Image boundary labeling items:
==*==

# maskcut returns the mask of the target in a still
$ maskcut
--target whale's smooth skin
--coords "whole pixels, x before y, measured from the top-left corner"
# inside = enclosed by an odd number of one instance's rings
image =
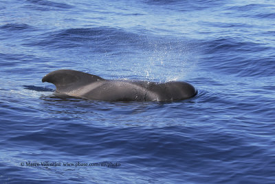
[[[191,98],[197,90],[190,83],[164,83],[143,81],[107,80],[72,70],[59,70],[46,74],[42,82],[56,85],[56,93],[87,99],[107,101],[172,101]]]

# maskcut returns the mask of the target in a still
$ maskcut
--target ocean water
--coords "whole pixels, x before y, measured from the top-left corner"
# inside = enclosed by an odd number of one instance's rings
[[[0,183],[274,183],[275,2],[0,1]],[[163,102],[60,98],[72,69],[184,81]]]

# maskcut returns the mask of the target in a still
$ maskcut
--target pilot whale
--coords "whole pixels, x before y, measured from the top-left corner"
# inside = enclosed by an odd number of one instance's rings
[[[107,101],[173,101],[197,94],[197,90],[186,82],[107,80],[72,70],[50,72],[42,79],[42,82],[54,84],[58,94]]]

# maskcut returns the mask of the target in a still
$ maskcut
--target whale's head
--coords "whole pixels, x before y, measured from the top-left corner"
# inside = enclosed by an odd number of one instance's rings
[[[76,89],[93,82],[105,81],[96,75],[72,70],[59,70],[46,74],[42,82],[48,82],[56,85],[57,92],[65,92]]]

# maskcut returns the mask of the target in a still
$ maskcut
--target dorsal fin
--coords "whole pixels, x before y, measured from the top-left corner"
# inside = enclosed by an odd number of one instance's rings
[[[48,82],[56,85],[57,92],[70,91],[94,82],[105,79],[88,73],[72,70],[59,70],[46,74],[42,82]]]

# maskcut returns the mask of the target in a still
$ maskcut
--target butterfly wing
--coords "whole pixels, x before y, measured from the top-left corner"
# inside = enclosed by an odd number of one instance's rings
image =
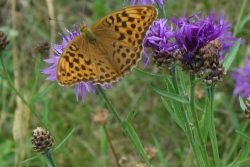
[[[57,81],[62,85],[93,81],[97,76],[92,62],[85,38],[81,35],[75,37],[60,56],[56,69]]]
[[[82,35],[75,37],[60,56],[57,81],[65,86],[91,81],[108,83],[117,76],[117,71],[112,68],[106,54],[106,50],[97,42],[90,43]]]
[[[152,6],[131,6],[102,18],[91,27],[98,43],[107,51],[104,56],[117,71],[117,76],[112,75],[113,80],[130,71],[140,60],[142,40],[156,17],[157,10]],[[95,82],[110,82],[105,79],[97,77]]]
[[[112,83],[140,59],[142,40],[157,16],[151,6],[133,6],[114,12],[91,27],[96,41],[75,37],[64,49],[57,80],[62,85],[78,82]]]

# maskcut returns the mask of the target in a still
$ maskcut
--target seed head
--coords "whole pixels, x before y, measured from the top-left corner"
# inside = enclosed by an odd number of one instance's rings
[[[54,140],[52,136],[49,134],[49,131],[41,127],[37,127],[32,132],[31,142],[34,151],[45,153],[52,147]]]

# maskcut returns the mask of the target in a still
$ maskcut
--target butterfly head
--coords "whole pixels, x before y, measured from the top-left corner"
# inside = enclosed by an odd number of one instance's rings
[[[91,31],[91,29],[87,25],[81,24],[79,26],[79,30],[87,38],[89,42],[91,43],[96,42],[94,33]]]

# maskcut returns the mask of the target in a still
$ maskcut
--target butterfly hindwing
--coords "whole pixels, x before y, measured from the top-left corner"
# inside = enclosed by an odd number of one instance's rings
[[[61,54],[58,82],[107,84],[119,79],[140,60],[142,40],[156,16],[152,6],[127,7],[84,29]]]

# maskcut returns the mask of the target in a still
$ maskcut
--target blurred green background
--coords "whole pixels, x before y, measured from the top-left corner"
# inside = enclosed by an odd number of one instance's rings
[[[234,27],[242,3],[241,0],[168,0],[165,13],[167,18],[171,18],[188,16],[194,12],[206,16],[212,10],[218,16],[222,11]],[[16,89],[30,104],[28,108],[16,96],[0,67],[1,167],[46,166],[43,157],[37,156],[39,154],[32,150],[30,142],[31,132],[37,126],[48,128],[55,139],[55,145],[66,138],[63,145],[53,153],[58,166],[115,166],[102,127],[92,121],[93,113],[105,108],[104,101],[95,94],[88,94],[84,103],[81,100],[77,102],[72,88],[64,90],[57,83],[45,81],[40,69],[47,67],[42,60],[48,58],[49,54],[36,53],[35,48],[42,41],[59,43],[59,33],[65,33],[65,28],[73,29],[74,25],[82,22],[91,25],[123,6],[122,0],[0,0],[0,30],[10,39],[9,46],[1,56],[4,57]],[[250,13],[249,6],[247,2],[242,16]],[[234,62],[235,67],[242,65],[244,57],[249,56],[249,30],[248,22],[235,33],[236,37],[245,39]],[[164,86],[163,77],[151,76],[138,69],[142,69],[142,65],[138,65],[137,70],[106,91],[121,118],[126,117],[136,105],[137,99],[151,85],[158,88]],[[167,73],[167,70],[158,69],[153,63],[144,71]],[[233,160],[241,147],[244,147],[245,140],[236,130],[245,128],[246,132],[250,132],[249,120],[245,119],[240,110],[237,98],[232,96],[232,89],[232,79],[227,75],[219,83],[215,95],[219,151],[225,162]],[[202,103],[202,85],[197,89],[198,95],[201,95]],[[133,126],[143,145],[156,149],[157,155],[151,161],[154,166],[161,167],[164,161],[169,166],[195,166],[185,135],[171,120],[158,95],[146,92]],[[141,162],[117,122],[112,119],[107,128],[119,157],[127,159],[122,166],[131,167]],[[247,164],[250,164],[249,159],[244,163]]]

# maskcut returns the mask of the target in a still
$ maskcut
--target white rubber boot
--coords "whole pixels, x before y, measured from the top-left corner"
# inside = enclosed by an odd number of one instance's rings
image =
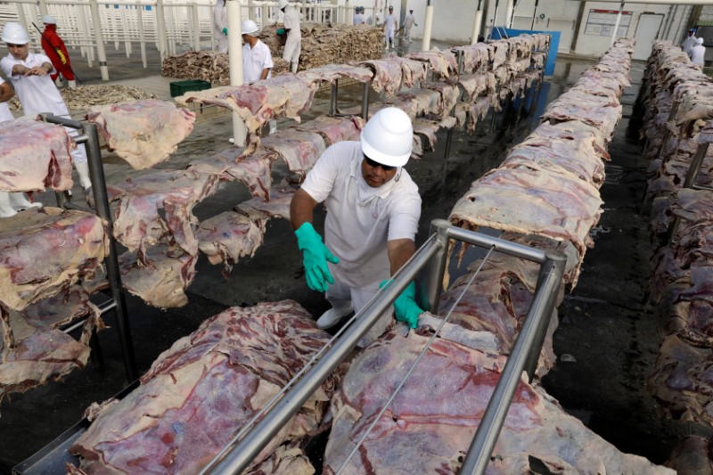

==*==

THE TASK: List each line of the entries above that contains the string "whale".

SOLUTION TO THIS TASK:
--target whale's smooth skin
--target pilot whale
--target whale's head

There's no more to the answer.